▶ **Description of the task**
Faithfully repeat all of the records, as they are written below.

Records contained in a dataset:
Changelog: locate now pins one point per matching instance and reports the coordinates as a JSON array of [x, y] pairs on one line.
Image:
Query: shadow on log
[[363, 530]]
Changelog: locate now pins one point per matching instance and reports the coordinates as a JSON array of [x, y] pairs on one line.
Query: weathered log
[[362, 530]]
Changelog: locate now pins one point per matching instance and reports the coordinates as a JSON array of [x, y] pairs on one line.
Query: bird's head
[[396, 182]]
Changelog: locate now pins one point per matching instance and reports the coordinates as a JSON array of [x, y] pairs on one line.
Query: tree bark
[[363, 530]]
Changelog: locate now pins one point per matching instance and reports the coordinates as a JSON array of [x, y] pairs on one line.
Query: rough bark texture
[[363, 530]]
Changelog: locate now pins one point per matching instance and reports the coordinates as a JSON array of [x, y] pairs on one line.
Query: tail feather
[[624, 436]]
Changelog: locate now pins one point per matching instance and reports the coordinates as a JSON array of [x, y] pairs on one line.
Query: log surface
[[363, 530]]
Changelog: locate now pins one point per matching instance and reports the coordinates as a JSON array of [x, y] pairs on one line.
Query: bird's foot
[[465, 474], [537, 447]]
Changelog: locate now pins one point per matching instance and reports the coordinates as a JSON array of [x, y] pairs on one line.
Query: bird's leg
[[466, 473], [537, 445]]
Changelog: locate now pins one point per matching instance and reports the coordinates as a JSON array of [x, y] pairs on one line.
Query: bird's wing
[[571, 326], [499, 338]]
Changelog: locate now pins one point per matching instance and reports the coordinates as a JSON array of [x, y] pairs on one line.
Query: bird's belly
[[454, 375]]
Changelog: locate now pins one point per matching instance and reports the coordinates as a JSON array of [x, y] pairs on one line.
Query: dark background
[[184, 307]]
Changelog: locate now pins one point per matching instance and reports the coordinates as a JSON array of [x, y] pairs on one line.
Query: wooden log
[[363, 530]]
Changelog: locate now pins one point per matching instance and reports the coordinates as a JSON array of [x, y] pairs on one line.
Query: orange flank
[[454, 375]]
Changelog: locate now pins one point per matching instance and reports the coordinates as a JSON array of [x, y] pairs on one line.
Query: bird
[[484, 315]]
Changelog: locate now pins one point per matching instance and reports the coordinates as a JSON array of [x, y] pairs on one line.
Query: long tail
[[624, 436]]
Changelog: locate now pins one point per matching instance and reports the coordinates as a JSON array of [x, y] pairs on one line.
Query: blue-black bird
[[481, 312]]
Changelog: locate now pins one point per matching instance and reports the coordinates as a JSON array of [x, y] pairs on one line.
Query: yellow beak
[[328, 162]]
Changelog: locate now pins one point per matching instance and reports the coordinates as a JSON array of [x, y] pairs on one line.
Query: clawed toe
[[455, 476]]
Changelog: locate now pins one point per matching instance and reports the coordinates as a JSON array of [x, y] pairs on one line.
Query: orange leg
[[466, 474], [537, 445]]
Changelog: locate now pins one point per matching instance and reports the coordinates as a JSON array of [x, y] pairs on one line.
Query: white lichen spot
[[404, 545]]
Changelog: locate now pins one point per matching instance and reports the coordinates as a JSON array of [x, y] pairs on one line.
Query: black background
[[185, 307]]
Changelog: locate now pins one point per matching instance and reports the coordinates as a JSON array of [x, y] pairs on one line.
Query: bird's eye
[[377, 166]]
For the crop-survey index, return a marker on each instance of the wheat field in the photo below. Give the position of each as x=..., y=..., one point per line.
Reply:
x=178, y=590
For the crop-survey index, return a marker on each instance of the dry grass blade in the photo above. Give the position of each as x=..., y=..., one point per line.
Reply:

▶ **Result of this task**
Changelog: locate now pins one point per matching instance and reports the coordinates as a JSON array of [x, y] pairs on one line.
Image:
Query: shadow on log
[[363, 530]]
Changelog: locate now pins one point per matching instance and reports the coordinates as a JSON array of [x, y] pairs on one line.
Query: weathered log
[[362, 530]]
Changelog: locate now pins one point per matching instance and reports the coordinates as a JSON array of [x, y] pairs on one line.
Query: bird's head
[[396, 182]]
Changelog: locate now pins one point per matching instance and reports the coordinates as a JSON array of [x, y] pairs on one line.
Query: tree bark
[[363, 530]]
Changelog: locate now pins one point per matching instance and reports the coordinates as a JSON array of [x, y] pairs on one line.
Query: rough bark texture
[[363, 530]]
Changelog: locate now pins one point per matching instance and reports the coordinates as a JSON array of [x, y] pairs on one line.
Query: tail feather
[[624, 436]]
Changelog: locate now pins one point per matching instance and reports the coordinates as a JSON array of [x, y] pairs on one line.
Query: log surface
[[363, 530]]
Changelog: locate now pins one point per matching instance and reports the coordinates as a JSON array of [x, y] pairs on one line.
Query: bird's foot
[[465, 474], [537, 447]]
Changelog: locate now pins one point per matching instance and reports the coordinates as a JSON array of [x, y] pairs on one line.
Query: bird's leg
[[466, 473], [537, 445]]
Changelog: locate now pins one point per matching instance and reports the coordinates as a JSON array of [x, y] pairs on one line.
Query: bird's wing
[[571, 326], [499, 338]]
Changelog: locate now pins one point per matching instance and reports the coordinates as a JSON array of [x, y] pairs on one line.
Query: bird's belly
[[454, 375]]
Changelog: locate now pins one point per matching instance and reports the coordinates as a JSON array of [x, y] pairs on one line.
Query: dark background
[[184, 307]]
Changelog: locate now pins one point per matching instance and reports the coordinates as a JSON array of [x, y] pairs on one line.
Query: wooden log
[[363, 530]]
Changelog: locate now pins one point per matching instance and reports the coordinates as a JSON array of [x, y] pairs on one line.
Query: orange flank
[[454, 375]]
Changelog: locate now pins one point per matching instance and reports the coordinates as a JSON array of [x, y] pairs on one line.
Query: bird
[[484, 315]]
Changelog: locate now pins one point per matching instance and reports the coordinates as a JSON array of [x, y] pairs on one line.
Query: long tail
[[624, 436]]
Changelog: locate now pins one point per matching instance and reports the coordinates as a JSON array of [x, y] pairs on one line.
Query: blue-black bird
[[481, 312]]
Changelog: locate now pins one point per matching instance and reports the coordinates as a JSON array of [x, y] pairs on one line.
Query: yellow beak
[[328, 162]]
Changelog: locate now pins one point per matching instance and reports the coordinates as a JSON array of [x, y] pairs on one line.
Query: clawed toe
[[455, 476]]
Changelog: locate now pins one point per matching instance and reports the coordinates as a JSON array of [x, y] pairs on one line.
Query: orange leg
[[466, 474], [537, 445]]
Changelog: locate now pins one point per matching instance and reports the coordinates as a JSON array of [x, y] pairs on one line.
Query: white lichen spot
[[404, 545]]
Changelog: locate now pins one point per matching instance and reports the coordinates as a JSON array of [x, y] pairs on one line.
Query: black background
[[185, 307]]
Changelog: locate now pins one point per matching instance and reports the coordinates as a JSON array of [x, y] pairs on one line.
Query: bird's eye
[[377, 166]]
For the crop-survey index, return a marker on each instance of the wheat field in the photo below. Give the position of each as x=..., y=..., one point per line.
Reply:
x=178, y=590
For the crop-survey index, return a marker on each instance of the dry grass blade in the photo above. Give the position of each as x=..., y=..., one point per line.
Reply:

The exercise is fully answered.